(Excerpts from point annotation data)
┌──
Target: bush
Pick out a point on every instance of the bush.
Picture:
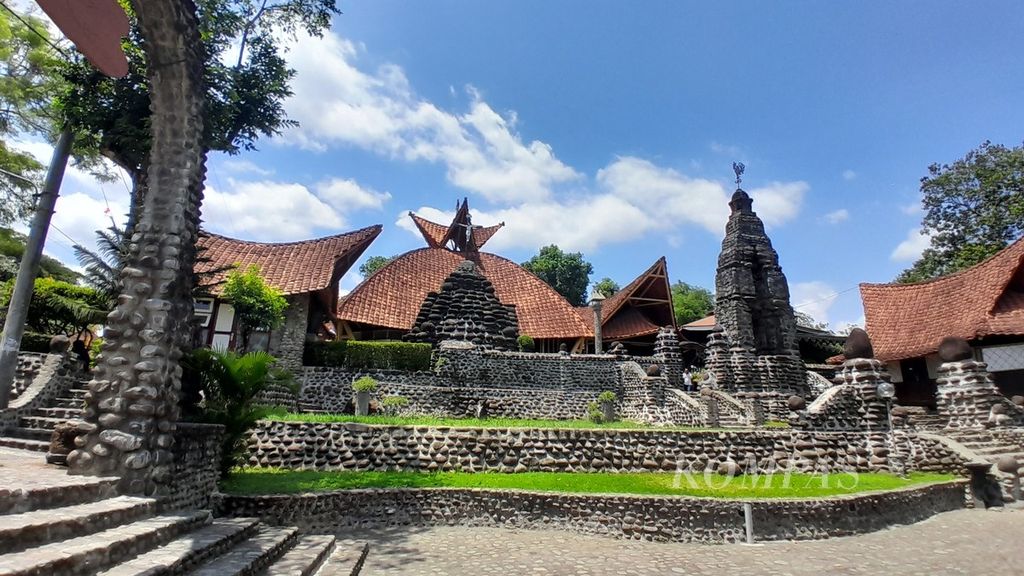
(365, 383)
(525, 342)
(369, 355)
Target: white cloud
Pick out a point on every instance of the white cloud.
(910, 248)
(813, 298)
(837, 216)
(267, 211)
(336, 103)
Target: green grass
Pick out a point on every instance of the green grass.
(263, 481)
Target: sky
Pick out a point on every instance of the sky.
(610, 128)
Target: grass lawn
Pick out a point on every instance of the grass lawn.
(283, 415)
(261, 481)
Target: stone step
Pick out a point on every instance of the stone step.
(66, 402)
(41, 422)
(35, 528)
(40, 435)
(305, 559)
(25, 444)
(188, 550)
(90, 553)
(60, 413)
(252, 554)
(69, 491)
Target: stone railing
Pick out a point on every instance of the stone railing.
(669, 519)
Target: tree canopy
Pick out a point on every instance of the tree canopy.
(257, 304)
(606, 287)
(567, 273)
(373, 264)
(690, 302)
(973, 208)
└──
┌──
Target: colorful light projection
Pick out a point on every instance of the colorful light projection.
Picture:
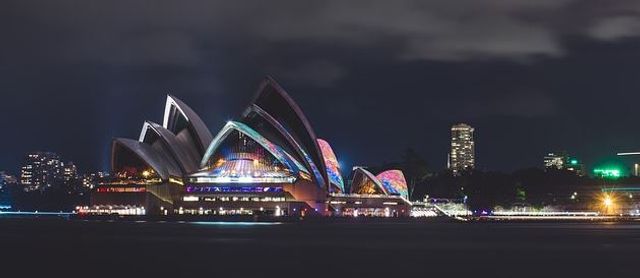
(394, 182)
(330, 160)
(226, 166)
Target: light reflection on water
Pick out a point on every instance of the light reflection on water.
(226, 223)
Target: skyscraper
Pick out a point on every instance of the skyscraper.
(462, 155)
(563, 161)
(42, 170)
└──
┌──
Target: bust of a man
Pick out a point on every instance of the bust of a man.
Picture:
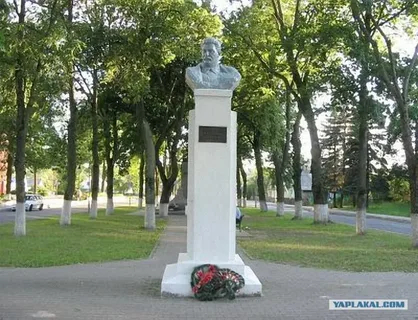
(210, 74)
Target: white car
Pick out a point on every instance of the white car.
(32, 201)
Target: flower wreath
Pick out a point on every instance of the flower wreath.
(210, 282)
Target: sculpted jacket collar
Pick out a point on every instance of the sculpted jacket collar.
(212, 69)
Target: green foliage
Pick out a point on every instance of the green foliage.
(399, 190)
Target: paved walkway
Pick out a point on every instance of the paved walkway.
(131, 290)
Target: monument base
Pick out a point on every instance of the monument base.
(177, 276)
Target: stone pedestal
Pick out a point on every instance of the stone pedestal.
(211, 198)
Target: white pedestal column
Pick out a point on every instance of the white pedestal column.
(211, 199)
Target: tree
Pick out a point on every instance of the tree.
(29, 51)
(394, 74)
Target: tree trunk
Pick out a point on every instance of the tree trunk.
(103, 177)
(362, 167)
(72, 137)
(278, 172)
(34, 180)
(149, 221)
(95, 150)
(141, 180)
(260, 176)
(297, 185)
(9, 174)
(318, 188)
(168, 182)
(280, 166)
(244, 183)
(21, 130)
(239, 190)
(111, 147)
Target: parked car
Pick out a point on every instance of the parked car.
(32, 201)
└──
Locate every line in the rows above that contains the string "tree", and copy each of those lines.

## RESPONSE TO THIS EXERCISE
Target: tree canopy
Pick out a point on every instance of the tree canopy.
Target: tree
Pick out a point on every instance of the tree.
Target: tree trunk
Pick out a point on every instance of the tree trunk.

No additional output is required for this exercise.